*** Block opens ***

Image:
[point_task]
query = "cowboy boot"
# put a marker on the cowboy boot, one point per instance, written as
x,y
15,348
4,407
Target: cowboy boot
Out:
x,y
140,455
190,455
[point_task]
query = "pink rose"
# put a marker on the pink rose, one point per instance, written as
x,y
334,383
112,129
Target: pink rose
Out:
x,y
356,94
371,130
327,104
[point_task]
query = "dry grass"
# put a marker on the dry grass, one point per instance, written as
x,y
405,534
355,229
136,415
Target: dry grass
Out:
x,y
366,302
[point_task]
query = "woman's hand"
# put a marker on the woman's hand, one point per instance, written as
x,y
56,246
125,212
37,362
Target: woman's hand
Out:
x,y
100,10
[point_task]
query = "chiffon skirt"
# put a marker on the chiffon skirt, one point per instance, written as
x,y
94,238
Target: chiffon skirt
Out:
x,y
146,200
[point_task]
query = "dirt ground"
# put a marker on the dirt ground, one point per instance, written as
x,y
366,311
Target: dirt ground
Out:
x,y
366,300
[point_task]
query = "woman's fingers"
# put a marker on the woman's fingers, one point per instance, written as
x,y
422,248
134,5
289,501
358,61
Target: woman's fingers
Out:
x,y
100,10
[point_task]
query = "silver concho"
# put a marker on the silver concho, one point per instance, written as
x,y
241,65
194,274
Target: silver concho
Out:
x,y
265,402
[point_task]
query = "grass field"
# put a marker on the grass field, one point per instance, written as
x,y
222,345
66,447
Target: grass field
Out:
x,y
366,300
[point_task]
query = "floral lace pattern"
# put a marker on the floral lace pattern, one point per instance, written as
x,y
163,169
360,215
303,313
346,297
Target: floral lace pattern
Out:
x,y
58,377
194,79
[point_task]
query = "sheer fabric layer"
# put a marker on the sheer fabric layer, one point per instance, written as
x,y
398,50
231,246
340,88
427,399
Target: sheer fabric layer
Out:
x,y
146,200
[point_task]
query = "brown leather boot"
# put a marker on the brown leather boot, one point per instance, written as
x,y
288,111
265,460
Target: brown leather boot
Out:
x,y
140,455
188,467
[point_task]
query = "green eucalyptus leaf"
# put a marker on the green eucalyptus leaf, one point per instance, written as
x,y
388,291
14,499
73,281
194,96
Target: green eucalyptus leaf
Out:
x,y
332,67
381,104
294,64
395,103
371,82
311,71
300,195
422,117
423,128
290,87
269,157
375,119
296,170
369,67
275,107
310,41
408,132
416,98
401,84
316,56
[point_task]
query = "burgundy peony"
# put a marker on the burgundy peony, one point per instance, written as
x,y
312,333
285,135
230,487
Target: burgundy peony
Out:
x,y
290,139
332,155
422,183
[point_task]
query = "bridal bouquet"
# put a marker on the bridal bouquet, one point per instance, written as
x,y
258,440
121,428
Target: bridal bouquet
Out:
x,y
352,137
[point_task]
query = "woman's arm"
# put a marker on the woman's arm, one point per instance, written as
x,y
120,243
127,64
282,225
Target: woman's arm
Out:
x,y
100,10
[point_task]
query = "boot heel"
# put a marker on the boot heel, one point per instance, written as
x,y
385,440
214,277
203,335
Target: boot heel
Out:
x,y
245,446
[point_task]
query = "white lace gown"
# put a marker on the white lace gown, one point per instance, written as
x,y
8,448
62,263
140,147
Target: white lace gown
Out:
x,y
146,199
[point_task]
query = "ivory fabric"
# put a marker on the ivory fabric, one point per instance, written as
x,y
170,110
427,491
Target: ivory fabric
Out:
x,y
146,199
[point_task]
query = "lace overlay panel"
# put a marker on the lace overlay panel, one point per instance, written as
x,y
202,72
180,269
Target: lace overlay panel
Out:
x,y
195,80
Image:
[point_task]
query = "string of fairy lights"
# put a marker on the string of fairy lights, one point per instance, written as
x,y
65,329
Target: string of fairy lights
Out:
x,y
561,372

*** Block closes ***

• _Task details_
Everything in the listing should be written out again exactly.

• _Answer_
Image:
[point_task]
query = "cowboy boot"
# put a marker on the cowboy boot, one point per instance, written as
x,y
15,348
4,407
Target: cowboy boot
Out:
x,y
140,455
190,455
[point_task]
query = "pink rose"
# put a marker on the pink rose, one point per instance, written as
x,y
334,383
112,129
Target: pink rose
Out:
x,y
356,94
371,130
327,104
[point_task]
query = "dry grass"
# put a marker on the dry grass, one point per instance, written as
x,y
405,534
355,229
136,415
Target: dry grass
Out:
x,y
366,302
[point_task]
query = "woman's hand"
# put a marker on the woman's hand, one point per instance, written as
x,y
56,246
125,212
37,362
Target: woman's hand
Out:
x,y
100,10
[point_task]
query = "chiffon skirt"
# put a marker on the chiffon skirt, one point per instance, written as
x,y
94,238
Target: chiffon skirt
Out:
x,y
146,200
[point_task]
query = "dirt ground"
# put a marker on the dirt ground, one point per instance, written as
x,y
366,311
Target: dirt ground
Out:
x,y
366,300
[point_task]
query = "woman's fingers"
# put a marker on the woman's fingers, one point per instance, written as
x,y
422,248
134,5
289,501
358,61
Target: woman's fingers
Out:
x,y
100,10
[point_task]
query = "silver concho"
# put a marker on the silver concho, one point per instance, written as
x,y
241,65
194,274
Target: silver concho
Out:
x,y
265,402
[point_task]
query = "grass field"
# put a marker on the grass field, one point per instance, written as
x,y
222,345
66,447
Target: grass field
Out:
x,y
366,300
[point_task]
query = "floral lace pattern"
# put a marker on the floral lace pattern, one point per instance, written as
x,y
163,169
360,215
303,313
346,297
Target: floral lace pattern
Out:
x,y
58,377
194,79
[point_task]
query = "sheer fabric layer"
# put a marker on the sheer fabric layer, one point per instance, written as
x,y
398,50
231,246
340,88
427,399
Target: sheer fabric layer
Out:
x,y
146,200
[point_task]
query = "brown leather boot"
# put a marker on the brown leather boot, one point per instance, written as
x,y
288,111
265,460
Target: brown leather boot
Out:
x,y
140,455
188,467
[point_task]
query = "green eucalyptus leaf"
# put a marker on the green eucalyptus leaf, one point per instance, written as
x,y
388,291
14,499
73,281
194,96
Target: green eucalyptus leaf
Out:
x,y
332,67
381,104
294,64
395,103
371,82
311,71
300,195
422,117
423,128
290,87
269,157
375,119
296,170
369,67
275,107
310,41
408,132
416,98
401,84
316,56
[point_task]
query = "burgundy peony"
# put a marker on the burgundy peony, one point per instance, written as
x,y
312,333
285,135
230,487
Target: burgundy peony
Out:
x,y
290,139
332,155
422,183
[point_task]
query = "bridal bouquet"
# put a marker on the bridal bouquet, one point per instance, written as
x,y
258,440
121,428
Target: bridal bouquet
Out:
x,y
352,137
[point_task]
query = "woman's arm"
# put a marker on the woman's arm, one point per instance, written as
x,y
120,243
127,64
282,225
Target: woman's arm
Out:
x,y
100,10
[point_task]
query = "boot heel"
# put a marker on the boot heel, one point per instance, written as
x,y
385,440
214,277
203,335
Target: boot heel
Out:
x,y
245,446
[point_task]
query = "white lace gown"
# put a marker on the white lace gown, one point per instance, written as
x,y
8,448
62,263
140,147
Target: white lace gown
Out:
x,y
146,199
[point_task]
query = "ivory fabric"
# put a marker on the ivory fabric, one point per instance, written as
x,y
170,110
427,491
Target: ivory fabric
Out:
x,y
146,199
[point_task]
query = "lace overlay panel"
# put a marker on the lace overlay panel, one point per instance, written as
x,y
202,72
180,269
Target: lace overlay panel
Out:
x,y
195,80
Image:
[point_task]
query = "string of fairy lights"
# put a marker on the string of fairy lights, one point per instance, written as
x,y
65,329
Target: string of fairy lights
Out:
x,y
561,372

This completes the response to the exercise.